Graphical map of the H. cibarius D43T pseudochromosome. From outside to center: RNA genes (red, tRNA and blue, rRNA) and genes on the antisense and sense strands (colored according to COG categories). Inner circle shows the GC skew, with yellow and blue indicating positive and negative values, respectively. GC content is indicated in red and green. The genome map was visualized using CLgenomics 1.06 (Chun Lab Inc.)

Table 3

Genome statistics

Attribute	Value	% of Total
Genome size (bp)	3,926,724	100.00
DNA coding (bp)	3,378,684	86.04
DNA G + C (bp)	2,267,915	57.76
DNA scaffolds	13	100.00
Total genes	4,149	100.00
Protein-coding genes	4,092	98.63
RNA genes	57	1.37
Genes in internal clusters	3,135	75.56
Genes with function prediction	2,676	64.50
Genes assigned to COGs	2,188	52.74
Genes assigned Pfam domains	2,699	65.05
Genes with signal peptides	98	2.36
Genes with transmembrane helices	1049	25.28
CRISPR repeats	4

Table 4

Number of genes associated with general COG functional categories

Code	Value	% age	Description
J	164	6.76	Translation, ribosomal structure, and biogenesis
A	1	0.04	RNA processing and modification
K	100	4.12	Transcription
L	102	4.20	Replication, recombination, and repair
B	3	0.12	Chromatin structure and dynamics
D	20	0.82	Cell cycle control, cell division, chromosome partitioning
Y	0	0.00	Nuclear structure
V	37	1.53	Defense mechanisms
T	55	2.27	Signal transduction mechanisms
M	79	3.26	Cell wall/membrane biogenesis
N	28	1.15	Cell motility
Z	0	0.00	Cytoskeleton
W	0	0.00	Extracellular structures
U	28	1.15	Intracellular trafficking and secretion, and vesicular transport
O	88	3.63	Post-translational modification, protein turnover, chaperones
C	162	6.68	Energy production and conversion
G	121	4.99	Carbohydrate transport and metabolism
E	299	12.32	Amino acid transport and metabolism
F	76	3.13	Nucleotide transport and metabolism
H	109	4.49	Coenzyme transport and metabolism
I	80	3.30	Lipid transport and metabolism
P	173	7.13	Inorganic ion transport and metabolism
Q	46	1.90	Secondary metabolism biosynthesis, transport, and catabolism
R	392	16.16	General function prediction only
S	263	10.84	Function unknown
-	1961	47.26	Not in COGs

The total is based on the total number of protein coding genes in the genome

Insights from the genome sequence

The genome analysis of D43T revealed genes involved in glycine betaine synthesis—including betaine aldehyde dehydrogenase, glycine betaine demethylase, and choline-glycine betaine transporter gene—that allow to maintain osmotic balance in hypersaline environments. In addtion, trehalose-related genes of trehalose-6-phosphate synthase, trehalose-6-phosphatase, trehalose-6-phosphate synthase and trehalose-6-phosphate hydrolase, and trehalose-utilization protein genes were analyzed in the genome sequences of D43T. The genes related with trehalose synthesis in the genome show the possibility of trehalose production that is important in food industry.

#####

§ **Tasks to carry out**:
1. From Table 4 of the D43T genome text, list every COG functional category with a value of 0. Give each category's code.
2. Answer these questions about the D43T genome text:
(a) What software was used to visualize the genome map?
(b) How many CRISPR repeats are listed in the genome statistics?
(c) What do the glycine betaine synthesis genes allow the organism to maintain in hypersaline environments?
The data has no connection to the D43T genome text.

#####

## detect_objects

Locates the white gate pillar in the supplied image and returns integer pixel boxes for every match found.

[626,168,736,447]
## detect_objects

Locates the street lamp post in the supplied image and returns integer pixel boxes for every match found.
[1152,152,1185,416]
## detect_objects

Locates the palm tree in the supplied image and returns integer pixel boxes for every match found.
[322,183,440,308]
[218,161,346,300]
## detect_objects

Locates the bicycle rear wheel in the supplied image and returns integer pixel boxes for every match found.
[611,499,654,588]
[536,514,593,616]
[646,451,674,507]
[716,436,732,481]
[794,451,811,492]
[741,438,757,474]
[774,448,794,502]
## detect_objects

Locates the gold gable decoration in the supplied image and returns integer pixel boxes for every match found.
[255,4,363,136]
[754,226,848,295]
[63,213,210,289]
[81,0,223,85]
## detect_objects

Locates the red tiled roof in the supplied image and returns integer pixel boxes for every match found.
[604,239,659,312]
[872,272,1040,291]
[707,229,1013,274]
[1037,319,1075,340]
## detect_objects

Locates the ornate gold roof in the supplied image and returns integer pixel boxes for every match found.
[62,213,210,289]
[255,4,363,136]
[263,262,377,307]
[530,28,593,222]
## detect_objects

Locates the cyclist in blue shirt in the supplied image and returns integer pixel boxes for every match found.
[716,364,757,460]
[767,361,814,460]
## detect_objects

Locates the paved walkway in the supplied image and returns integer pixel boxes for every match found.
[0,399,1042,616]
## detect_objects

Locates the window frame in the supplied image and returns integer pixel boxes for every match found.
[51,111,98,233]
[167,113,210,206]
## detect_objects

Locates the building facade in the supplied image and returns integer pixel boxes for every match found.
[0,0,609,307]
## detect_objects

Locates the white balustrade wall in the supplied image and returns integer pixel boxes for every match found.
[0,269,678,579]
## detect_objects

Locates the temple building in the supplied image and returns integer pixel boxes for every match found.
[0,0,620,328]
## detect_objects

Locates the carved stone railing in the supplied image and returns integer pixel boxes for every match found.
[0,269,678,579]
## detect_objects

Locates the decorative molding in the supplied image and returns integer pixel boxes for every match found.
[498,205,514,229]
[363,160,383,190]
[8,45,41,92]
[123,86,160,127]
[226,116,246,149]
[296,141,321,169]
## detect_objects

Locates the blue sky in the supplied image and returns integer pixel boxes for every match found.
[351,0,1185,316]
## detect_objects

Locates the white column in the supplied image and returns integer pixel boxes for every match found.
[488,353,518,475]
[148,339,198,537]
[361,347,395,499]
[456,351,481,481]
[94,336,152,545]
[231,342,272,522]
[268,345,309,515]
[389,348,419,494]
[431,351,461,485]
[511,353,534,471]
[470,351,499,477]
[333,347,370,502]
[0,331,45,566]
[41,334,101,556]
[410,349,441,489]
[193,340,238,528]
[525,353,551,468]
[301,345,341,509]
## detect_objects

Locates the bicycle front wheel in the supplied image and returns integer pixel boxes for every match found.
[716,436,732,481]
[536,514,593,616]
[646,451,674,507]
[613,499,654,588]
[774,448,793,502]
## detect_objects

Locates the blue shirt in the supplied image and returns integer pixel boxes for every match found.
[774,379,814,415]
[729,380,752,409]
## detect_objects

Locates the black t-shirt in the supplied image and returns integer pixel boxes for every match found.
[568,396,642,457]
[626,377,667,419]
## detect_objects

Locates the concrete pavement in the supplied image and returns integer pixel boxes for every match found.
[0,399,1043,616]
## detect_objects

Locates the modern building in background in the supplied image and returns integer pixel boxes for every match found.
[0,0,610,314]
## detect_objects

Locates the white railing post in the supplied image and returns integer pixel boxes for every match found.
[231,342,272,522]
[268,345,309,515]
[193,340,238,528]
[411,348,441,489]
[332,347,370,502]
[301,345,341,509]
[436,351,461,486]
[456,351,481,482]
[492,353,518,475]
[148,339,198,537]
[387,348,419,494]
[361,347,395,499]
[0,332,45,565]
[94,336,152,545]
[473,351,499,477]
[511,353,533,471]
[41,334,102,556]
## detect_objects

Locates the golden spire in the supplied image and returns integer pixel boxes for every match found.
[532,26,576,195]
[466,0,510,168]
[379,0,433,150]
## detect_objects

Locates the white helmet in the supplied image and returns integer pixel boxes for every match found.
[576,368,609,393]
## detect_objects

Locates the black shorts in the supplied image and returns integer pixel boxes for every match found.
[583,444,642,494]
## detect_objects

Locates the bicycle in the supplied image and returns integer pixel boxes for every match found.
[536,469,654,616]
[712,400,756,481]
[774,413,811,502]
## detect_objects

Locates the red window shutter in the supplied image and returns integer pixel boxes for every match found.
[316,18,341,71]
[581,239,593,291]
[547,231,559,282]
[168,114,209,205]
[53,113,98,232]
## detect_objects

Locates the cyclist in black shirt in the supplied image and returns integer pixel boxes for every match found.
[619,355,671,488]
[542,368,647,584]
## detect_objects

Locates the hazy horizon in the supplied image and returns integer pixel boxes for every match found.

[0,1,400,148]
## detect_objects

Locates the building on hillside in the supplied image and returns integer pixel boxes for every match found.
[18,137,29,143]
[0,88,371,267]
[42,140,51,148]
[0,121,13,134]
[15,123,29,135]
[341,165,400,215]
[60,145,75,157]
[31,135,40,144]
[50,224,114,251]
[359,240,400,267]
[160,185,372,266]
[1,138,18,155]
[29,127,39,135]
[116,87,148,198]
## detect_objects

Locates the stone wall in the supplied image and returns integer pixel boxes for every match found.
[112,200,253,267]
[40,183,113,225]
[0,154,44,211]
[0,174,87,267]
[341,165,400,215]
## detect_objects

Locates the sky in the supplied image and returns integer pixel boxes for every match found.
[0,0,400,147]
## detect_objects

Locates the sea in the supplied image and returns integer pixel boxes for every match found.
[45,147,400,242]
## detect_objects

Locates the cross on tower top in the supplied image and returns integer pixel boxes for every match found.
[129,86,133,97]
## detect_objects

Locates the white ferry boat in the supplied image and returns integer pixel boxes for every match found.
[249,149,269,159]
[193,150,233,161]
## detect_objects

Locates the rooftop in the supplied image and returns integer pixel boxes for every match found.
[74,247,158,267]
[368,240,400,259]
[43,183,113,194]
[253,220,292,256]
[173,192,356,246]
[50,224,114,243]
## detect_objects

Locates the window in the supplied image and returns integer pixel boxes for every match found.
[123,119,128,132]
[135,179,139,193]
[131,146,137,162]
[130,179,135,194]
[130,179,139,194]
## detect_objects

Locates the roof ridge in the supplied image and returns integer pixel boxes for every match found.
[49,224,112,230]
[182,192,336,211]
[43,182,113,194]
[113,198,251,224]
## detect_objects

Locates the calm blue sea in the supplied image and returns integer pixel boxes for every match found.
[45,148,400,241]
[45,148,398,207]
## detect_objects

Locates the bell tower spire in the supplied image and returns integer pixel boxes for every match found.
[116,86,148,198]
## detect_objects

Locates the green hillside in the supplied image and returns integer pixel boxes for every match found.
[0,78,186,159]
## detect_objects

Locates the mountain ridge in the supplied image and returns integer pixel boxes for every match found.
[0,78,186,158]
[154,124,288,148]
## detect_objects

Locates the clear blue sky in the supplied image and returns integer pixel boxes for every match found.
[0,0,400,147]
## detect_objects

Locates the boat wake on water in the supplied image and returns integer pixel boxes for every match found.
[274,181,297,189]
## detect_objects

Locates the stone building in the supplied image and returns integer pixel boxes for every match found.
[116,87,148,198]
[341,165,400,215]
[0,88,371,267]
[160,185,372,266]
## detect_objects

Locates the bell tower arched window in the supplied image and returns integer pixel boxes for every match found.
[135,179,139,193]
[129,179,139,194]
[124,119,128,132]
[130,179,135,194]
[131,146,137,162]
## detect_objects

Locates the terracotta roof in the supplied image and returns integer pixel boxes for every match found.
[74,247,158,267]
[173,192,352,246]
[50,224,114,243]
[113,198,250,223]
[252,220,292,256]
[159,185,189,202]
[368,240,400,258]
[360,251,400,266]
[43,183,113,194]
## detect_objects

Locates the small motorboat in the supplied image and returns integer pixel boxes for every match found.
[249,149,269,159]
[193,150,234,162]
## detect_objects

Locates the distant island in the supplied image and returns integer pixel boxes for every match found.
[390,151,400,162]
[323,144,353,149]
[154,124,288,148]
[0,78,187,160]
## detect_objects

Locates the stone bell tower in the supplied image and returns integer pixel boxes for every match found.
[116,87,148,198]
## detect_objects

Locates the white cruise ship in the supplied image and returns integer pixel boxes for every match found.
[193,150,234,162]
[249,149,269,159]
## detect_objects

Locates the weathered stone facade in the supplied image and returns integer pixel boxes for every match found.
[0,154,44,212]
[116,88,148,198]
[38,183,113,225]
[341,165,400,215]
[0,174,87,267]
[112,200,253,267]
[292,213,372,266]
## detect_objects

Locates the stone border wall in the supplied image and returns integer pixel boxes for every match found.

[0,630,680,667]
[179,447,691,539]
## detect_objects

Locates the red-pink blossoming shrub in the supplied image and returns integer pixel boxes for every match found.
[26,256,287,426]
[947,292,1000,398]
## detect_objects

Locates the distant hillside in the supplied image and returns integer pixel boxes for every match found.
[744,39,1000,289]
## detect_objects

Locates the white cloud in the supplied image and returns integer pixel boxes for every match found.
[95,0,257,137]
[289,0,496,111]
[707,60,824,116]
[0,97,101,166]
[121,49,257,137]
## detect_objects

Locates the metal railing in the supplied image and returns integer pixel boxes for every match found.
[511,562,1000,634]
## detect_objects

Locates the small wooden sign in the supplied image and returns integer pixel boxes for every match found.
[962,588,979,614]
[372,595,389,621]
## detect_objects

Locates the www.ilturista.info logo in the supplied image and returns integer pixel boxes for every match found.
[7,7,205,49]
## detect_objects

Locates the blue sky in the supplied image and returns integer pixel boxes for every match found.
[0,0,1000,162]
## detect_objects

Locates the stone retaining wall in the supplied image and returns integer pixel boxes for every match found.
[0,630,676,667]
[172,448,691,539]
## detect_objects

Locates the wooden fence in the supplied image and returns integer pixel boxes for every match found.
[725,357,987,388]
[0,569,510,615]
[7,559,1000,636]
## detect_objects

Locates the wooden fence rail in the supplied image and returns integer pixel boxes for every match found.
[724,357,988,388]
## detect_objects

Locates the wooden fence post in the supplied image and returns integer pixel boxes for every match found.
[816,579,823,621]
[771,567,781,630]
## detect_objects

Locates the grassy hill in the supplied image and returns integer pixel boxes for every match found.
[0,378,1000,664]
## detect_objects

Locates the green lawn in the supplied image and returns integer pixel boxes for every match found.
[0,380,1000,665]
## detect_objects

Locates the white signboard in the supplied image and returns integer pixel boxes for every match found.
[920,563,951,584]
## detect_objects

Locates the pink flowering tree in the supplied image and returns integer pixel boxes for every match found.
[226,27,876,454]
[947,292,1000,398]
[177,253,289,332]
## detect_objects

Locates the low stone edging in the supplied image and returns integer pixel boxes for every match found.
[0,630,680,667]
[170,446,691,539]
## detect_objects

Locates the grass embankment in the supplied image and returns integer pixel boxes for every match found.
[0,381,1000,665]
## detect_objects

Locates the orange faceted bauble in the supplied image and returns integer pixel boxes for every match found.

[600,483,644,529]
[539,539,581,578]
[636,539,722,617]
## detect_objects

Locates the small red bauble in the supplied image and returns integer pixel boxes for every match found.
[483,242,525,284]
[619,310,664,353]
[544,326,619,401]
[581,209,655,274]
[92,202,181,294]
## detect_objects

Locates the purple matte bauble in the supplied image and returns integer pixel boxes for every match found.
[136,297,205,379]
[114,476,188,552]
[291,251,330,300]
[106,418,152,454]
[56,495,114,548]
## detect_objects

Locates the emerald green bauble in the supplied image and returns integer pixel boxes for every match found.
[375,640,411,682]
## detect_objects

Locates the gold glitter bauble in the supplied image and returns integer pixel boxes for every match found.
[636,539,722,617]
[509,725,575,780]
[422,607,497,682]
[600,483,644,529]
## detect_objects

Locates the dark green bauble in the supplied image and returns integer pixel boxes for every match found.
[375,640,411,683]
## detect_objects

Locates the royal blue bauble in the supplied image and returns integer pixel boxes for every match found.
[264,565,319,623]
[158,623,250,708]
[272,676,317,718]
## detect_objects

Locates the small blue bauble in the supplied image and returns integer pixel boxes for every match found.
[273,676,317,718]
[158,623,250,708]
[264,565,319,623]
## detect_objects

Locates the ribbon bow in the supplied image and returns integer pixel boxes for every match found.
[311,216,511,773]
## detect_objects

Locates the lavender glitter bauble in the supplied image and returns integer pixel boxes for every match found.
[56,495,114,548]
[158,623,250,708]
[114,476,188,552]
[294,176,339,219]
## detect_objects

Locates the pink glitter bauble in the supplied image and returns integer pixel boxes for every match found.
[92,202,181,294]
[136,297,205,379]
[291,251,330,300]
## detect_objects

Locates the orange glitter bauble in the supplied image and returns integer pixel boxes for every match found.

#####

§ **Answer set**:
1.
Y: Nuclear structure
Z: Cytoskeleton
W: Extracellular structures

2.
(a) CLgenomics 1.06 (Chun Lab Inc.)
(b) 4
(c) Osmotic balance